Dataset entries
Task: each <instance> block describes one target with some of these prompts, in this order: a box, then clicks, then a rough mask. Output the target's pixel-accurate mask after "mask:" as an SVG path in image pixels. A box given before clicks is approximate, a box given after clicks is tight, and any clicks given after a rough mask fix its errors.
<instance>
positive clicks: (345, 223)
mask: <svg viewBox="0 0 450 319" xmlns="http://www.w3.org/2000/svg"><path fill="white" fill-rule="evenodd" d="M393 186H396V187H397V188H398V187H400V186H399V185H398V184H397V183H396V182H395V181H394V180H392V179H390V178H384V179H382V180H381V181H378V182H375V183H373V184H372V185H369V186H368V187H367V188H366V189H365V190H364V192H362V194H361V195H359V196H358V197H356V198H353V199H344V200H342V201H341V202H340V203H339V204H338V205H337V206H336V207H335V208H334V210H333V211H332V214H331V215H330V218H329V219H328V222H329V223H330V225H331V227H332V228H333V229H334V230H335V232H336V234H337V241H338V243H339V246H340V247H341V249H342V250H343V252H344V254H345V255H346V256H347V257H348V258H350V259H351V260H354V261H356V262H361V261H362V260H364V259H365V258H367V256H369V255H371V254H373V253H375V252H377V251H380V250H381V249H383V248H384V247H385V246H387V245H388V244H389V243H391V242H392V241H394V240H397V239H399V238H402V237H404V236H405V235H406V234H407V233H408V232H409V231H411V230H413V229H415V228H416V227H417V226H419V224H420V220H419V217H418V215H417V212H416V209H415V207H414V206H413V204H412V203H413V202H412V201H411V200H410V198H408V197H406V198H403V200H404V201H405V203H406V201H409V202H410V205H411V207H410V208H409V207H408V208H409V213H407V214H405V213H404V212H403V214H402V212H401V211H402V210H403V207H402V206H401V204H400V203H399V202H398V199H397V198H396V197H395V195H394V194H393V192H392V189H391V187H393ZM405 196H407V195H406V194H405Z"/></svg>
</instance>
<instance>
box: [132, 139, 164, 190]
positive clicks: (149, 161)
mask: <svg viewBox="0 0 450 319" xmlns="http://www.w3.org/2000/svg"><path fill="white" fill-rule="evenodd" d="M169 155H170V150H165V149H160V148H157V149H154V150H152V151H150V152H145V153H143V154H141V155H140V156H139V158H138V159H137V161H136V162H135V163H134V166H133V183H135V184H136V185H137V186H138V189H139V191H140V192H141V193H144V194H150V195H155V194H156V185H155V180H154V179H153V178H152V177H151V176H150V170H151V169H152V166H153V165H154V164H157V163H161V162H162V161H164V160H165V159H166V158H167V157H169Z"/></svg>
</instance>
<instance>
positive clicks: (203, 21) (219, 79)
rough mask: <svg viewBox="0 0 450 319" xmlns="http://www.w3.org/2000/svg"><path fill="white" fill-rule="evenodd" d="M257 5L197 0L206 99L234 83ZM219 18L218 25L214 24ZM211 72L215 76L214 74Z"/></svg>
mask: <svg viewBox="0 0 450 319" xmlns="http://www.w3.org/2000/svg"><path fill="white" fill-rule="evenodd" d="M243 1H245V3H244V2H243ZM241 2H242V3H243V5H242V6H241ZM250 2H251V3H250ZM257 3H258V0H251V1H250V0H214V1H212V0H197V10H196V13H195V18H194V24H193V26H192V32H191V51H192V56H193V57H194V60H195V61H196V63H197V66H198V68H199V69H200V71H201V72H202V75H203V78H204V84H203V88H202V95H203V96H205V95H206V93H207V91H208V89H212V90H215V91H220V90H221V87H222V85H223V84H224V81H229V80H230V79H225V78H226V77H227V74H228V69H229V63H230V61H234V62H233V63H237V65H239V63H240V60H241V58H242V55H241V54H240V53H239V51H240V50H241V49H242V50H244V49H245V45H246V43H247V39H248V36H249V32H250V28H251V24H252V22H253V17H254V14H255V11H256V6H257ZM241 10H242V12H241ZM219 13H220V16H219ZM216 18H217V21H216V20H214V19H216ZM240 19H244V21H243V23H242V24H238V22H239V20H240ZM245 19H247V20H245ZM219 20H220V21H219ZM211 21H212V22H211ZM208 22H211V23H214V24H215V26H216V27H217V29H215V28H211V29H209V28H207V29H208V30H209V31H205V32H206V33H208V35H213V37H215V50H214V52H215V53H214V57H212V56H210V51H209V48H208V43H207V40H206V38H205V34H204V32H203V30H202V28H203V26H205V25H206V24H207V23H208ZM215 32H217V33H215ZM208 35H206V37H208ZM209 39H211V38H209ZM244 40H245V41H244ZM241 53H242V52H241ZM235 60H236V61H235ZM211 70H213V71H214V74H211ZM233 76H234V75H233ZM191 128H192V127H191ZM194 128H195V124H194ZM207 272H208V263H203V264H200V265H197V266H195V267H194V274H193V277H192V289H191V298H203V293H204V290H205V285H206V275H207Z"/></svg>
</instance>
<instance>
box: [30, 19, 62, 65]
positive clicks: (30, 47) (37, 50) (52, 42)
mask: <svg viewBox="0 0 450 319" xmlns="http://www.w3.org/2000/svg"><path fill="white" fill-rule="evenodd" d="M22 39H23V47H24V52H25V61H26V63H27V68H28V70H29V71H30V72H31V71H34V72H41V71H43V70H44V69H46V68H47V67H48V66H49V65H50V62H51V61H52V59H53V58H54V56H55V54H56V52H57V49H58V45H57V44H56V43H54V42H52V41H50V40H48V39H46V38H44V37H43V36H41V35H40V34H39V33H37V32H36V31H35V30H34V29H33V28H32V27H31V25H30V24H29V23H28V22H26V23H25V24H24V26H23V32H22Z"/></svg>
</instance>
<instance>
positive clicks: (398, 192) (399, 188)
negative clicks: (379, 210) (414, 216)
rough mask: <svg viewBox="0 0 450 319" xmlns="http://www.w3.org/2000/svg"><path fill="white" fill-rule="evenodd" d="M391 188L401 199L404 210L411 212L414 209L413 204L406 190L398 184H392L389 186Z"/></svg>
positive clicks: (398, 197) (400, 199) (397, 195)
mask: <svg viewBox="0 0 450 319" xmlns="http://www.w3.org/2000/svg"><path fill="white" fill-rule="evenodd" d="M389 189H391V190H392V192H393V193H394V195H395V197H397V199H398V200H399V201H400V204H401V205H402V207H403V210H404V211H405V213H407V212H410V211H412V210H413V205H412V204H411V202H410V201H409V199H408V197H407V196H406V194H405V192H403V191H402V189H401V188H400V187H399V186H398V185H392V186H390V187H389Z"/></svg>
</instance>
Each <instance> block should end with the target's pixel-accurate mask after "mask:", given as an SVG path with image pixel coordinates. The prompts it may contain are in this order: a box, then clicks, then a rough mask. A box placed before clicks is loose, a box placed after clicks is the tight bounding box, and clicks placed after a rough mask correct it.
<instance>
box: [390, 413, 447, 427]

## ABOUT THIS TASK
Starting at the line that contains "box: [132, 139, 164, 190]" and stopping after the line that contains "positive clicks: (203, 21) (219, 79)", write out every line exactly as it appears above, and no other line.

## PROBLEM SOLUTION
box: [132, 139, 164, 190]
positive clicks: (149, 161)
mask: <svg viewBox="0 0 450 319" xmlns="http://www.w3.org/2000/svg"><path fill="white" fill-rule="evenodd" d="M169 155H170V150H165V149H160V148H157V149H154V150H152V151H150V152H145V153H143V154H141V155H140V156H139V158H138V159H137V161H136V162H135V163H134V166H133V183H135V184H136V185H137V186H138V189H139V191H140V192H141V193H144V194H150V195H155V194H156V185H155V180H154V179H153V178H152V177H151V176H150V170H151V169H152V166H153V165H154V164H157V163H161V162H162V161H164V160H165V159H166V158H167V157H169Z"/></svg>
</instance>
<instance>
positive clicks: (203, 21) (219, 79)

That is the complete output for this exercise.